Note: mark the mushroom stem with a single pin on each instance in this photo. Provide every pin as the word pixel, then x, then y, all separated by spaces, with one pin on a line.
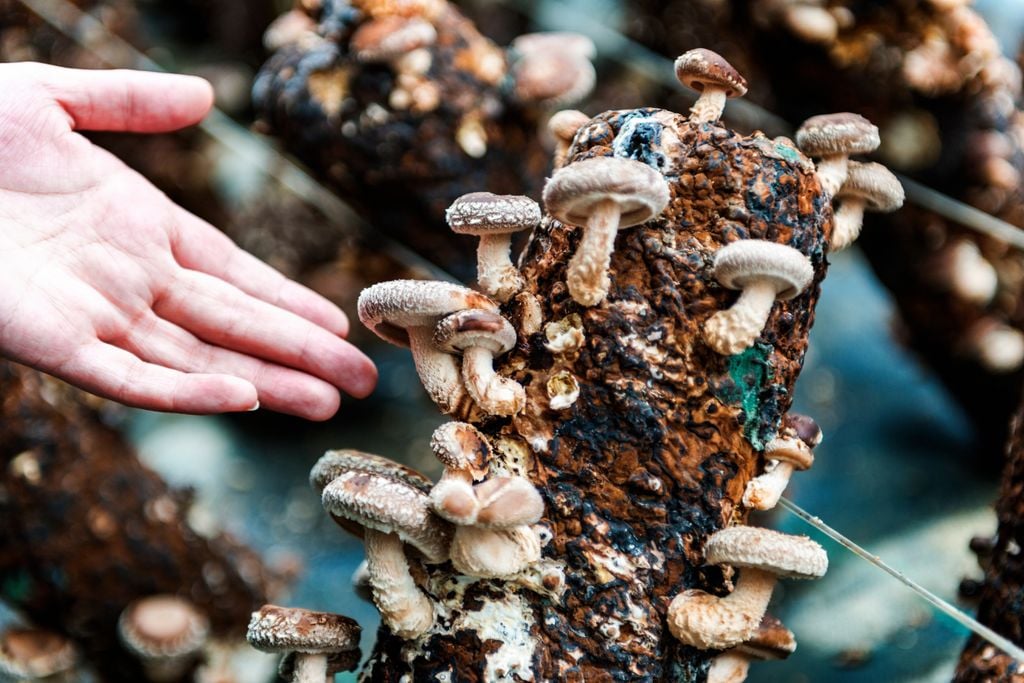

· · · ·

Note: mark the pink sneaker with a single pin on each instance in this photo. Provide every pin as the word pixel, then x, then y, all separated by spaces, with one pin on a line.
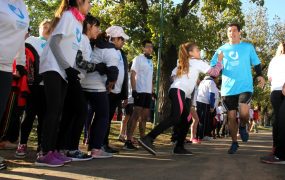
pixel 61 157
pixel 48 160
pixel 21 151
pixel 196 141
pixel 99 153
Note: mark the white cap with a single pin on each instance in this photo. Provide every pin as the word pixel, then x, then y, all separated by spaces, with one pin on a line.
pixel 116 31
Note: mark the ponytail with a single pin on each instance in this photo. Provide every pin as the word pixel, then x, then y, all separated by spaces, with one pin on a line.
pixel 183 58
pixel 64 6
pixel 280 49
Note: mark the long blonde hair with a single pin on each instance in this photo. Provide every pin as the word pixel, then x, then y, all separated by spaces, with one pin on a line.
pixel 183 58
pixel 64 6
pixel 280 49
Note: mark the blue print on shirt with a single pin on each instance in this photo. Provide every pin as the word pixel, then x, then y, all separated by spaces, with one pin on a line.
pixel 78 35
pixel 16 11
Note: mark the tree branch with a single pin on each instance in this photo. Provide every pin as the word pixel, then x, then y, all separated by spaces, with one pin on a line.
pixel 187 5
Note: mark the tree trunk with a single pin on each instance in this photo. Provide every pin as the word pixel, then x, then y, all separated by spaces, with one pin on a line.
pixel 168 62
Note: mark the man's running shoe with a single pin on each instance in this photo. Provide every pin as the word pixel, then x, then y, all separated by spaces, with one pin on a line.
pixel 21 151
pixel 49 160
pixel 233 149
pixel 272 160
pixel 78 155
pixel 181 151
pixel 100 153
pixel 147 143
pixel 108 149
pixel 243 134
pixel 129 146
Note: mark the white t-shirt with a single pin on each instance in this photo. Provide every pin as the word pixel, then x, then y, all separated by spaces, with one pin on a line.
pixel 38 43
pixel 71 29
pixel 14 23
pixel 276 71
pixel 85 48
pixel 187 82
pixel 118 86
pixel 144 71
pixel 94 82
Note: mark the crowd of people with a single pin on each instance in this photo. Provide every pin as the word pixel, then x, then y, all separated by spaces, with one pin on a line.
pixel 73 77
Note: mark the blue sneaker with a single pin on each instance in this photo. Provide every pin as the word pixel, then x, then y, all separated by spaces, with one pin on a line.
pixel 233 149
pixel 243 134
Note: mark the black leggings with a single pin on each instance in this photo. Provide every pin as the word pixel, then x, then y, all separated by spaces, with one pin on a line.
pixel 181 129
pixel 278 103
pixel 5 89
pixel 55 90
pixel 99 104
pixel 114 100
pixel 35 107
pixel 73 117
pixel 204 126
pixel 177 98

· · · ·

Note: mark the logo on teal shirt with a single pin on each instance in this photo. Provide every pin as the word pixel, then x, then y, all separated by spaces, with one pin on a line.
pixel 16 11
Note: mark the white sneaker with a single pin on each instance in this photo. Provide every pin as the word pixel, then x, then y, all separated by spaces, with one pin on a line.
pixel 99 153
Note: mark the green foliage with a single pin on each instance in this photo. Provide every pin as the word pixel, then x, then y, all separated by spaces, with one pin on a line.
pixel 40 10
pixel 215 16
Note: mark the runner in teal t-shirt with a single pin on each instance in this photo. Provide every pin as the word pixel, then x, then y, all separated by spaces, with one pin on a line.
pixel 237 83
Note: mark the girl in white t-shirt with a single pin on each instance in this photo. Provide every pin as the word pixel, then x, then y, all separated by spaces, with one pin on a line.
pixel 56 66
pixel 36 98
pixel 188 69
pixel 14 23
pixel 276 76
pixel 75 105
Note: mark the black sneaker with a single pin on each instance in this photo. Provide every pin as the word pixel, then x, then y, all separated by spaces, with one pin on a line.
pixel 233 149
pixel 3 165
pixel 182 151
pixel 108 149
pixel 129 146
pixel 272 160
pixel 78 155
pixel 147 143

· · · ·

» **Instructions to follow**
Print the rows again verbatim, beginning at the line that contains "Note: mark the man's" and stopping after the line that contains "pixel 73 77".

» **Answer for the task**
Note: mark the man's running shoe with a single pin on each instance in this photo. Provide every pin as the word pixel, then x, then y, all separated by spaces, with one pin on a line.
pixel 21 151
pixel 49 160
pixel 233 149
pixel 272 160
pixel 78 155
pixel 181 151
pixel 100 153
pixel 147 143
pixel 108 149
pixel 243 134
pixel 129 146
Note: mark the white t-shirt with a single pin on each instance in this photo. Provide every pin as the word pixel, then x, then y, all separated by spaces, with one pin on a line.
pixel 38 43
pixel 71 29
pixel 14 23
pixel 276 71
pixel 85 48
pixel 187 82
pixel 118 86
pixel 144 71
pixel 94 82
Note: mark the crowd of people with a single pin on each instance in this photo. Provide every pin as the word pixel, then x, then y, all separated by spaces, with one pin on a line.
pixel 73 77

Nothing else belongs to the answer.